— Begin Records for the task —
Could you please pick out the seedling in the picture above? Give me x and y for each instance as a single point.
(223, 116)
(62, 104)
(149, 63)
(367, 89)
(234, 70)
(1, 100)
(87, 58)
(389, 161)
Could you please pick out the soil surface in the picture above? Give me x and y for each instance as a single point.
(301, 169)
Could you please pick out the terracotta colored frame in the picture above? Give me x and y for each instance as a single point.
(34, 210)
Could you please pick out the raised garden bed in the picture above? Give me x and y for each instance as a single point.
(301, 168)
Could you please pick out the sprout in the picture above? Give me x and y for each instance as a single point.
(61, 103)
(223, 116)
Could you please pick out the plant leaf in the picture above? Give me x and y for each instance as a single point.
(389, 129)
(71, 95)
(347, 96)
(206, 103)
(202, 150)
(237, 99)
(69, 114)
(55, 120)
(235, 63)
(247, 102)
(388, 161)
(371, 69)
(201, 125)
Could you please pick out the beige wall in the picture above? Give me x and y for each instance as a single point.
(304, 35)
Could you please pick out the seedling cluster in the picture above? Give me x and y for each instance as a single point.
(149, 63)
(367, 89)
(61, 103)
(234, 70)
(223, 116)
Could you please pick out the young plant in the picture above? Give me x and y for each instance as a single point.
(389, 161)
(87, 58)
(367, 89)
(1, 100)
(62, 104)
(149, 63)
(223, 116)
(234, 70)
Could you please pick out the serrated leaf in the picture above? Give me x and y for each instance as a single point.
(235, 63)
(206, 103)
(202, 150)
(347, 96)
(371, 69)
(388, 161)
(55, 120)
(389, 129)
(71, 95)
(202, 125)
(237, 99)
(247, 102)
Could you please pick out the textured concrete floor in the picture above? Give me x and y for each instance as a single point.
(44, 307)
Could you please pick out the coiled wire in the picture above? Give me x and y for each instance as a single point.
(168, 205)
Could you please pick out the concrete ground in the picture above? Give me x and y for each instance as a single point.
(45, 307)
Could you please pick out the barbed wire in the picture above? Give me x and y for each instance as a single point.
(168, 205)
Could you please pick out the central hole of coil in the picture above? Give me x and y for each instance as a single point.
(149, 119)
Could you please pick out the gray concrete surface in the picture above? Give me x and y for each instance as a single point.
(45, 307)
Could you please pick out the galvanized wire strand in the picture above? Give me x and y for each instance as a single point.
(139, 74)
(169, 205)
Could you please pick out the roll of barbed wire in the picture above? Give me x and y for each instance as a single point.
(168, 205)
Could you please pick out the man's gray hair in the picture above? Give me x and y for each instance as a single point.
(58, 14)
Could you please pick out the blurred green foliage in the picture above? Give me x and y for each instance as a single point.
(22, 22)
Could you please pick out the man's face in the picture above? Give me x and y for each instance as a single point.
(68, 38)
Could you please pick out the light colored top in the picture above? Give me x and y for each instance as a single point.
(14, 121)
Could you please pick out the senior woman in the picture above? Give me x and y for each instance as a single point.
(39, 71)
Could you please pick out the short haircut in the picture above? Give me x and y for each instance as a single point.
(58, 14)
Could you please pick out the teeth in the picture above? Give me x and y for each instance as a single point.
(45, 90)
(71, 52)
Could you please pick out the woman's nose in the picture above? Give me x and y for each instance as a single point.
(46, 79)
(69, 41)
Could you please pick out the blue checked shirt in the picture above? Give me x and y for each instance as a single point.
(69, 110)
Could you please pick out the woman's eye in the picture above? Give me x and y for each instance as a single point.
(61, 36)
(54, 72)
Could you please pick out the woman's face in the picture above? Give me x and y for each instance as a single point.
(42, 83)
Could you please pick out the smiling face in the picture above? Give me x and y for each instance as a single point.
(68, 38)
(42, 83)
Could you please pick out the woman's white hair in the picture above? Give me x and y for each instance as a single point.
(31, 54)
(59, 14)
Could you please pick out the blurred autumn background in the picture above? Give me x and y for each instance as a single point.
— End Records for the task —
▶ Exercise
Return each entry from above without altering a single character.

▶ Result of the task
Could you please pick out the seedling in the picture above? Give me x and y for each instance as a single point.
(223, 116)
(62, 104)
(149, 63)
(367, 89)
(234, 70)
(1, 100)
(87, 58)
(389, 161)
Could you please pick out the soil surface in the picture above? Give me x and y for each instance as a single point.
(301, 169)
Could you please pick out the terracotta colored frame in the picture above? Give me x and y for each instance as a single point.
(34, 210)
Could you please pick out the raised garden bed in the picture above? Give me x and y for each instance as a single point.
(301, 168)
Could you please pick out the sprout in the picture above? Give me x and y for each instance as a single point.
(61, 103)
(223, 116)
Could you please pick out the plant leaf in the picture above? Give me x and y for each instance as a single point.
(389, 129)
(71, 95)
(347, 96)
(206, 103)
(202, 150)
(237, 99)
(69, 114)
(55, 120)
(235, 63)
(247, 102)
(388, 161)
(371, 69)
(201, 125)
Could you please pick out the beige wall in the picture above? Give me x and y for each instance as a single point.
(304, 35)
Could you please pick out the seedling cluster in the picture above? Give me x and y for each instance as a single point.
(149, 63)
(367, 89)
(61, 103)
(234, 70)
(223, 116)
Could you please pick out the young plant in the picture above? Give me x and y for each instance as a single point.
(389, 161)
(87, 58)
(367, 89)
(1, 100)
(62, 104)
(149, 63)
(223, 116)
(234, 70)
Could you please pick out the serrated leaf in the picture above? Give me x and y for each instance as a single point.
(235, 63)
(206, 103)
(202, 150)
(347, 96)
(371, 69)
(388, 161)
(55, 120)
(389, 129)
(71, 95)
(202, 125)
(237, 99)
(247, 102)
Could you please pick out the textured concrete floor in the picture above? Give me x and y for each instance as a single point.
(44, 307)
Could you please pick out the coiled wire in the picture above? Give me x and y for each instance as a single point.
(168, 205)
Could you please pick out the concrete ground in the picture above? Give me x and y for each instance as a single point.
(45, 307)
Could you please pick out the barbed wire in the picture above? Give me x and y for each instance as a single point.
(168, 205)
Could you please pick out the central hole of coil in the picture above? Give me x and y for each instance as a single point.
(149, 119)
Could you please pick out the gray concrete surface in the picture above? Give me x and y for each instance as a single point.
(45, 307)
Could you please pick out the galvanized wire strand in the picture above? Give me x and y for each instance as a single point.
(139, 74)
(169, 205)
Could you please pick out the roll of barbed wire in the picture above? Give me x and y for each instance as a single point.
(168, 205)
Could you please pick out the man's gray hair in the picture above? Give me x and y for each instance as a single point.
(58, 14)
Could you please pick out the blurred green foliage in the picture above? Give me x and y for each instance as a single point.
(22, 22)
Could you please pick out the man's face in the picture above? Give me x and y for each instance as a single point.
(68, 38)
Could you please pick out the light colored top in the picture above? Give me x and y for each instance as a single point.
(14, 121)
Could you please pick out the senior woman in the picture above? Give me x and y for each instance as a single point.
(39, 71)
Could you please pick out the short haircut in the picture above? Give me x and y for each instance as a single point.
(58, 14)
Could you please pick out the teeth in the picture above? Give me x and y for each instance as a single point.
(45, 90)
(71, 52)
Could you please pick out the woman's nose in the picture above? Give me x and y for each instance as a single point.
(46, 79)
(69, 41)
Could you please pick out the blue checked shirt in the picture above? Give me x and y for each instance as a single point.
(69, 110)
Could you please pick out the woman's eye in the picture above? Give me x and y for each instance as a single point.
(61, 36)
(54, 72)
Could you please pick out the woman's face in the picture above? Give me x and y for each instance as a single point.
(42, 83)
Could you please pick out the smiling face in the picture above? Give me x and y for each instance as a single point.
(68, 38)
(42, 83)
Could you please pick out the woman's white hair in the picture above? Give me x and y for each instance as a single point.
(31, 54)
(59, 14)
Could you please pick out the blurred autumn background in the picture above? Give me x and y for each instance as a single point.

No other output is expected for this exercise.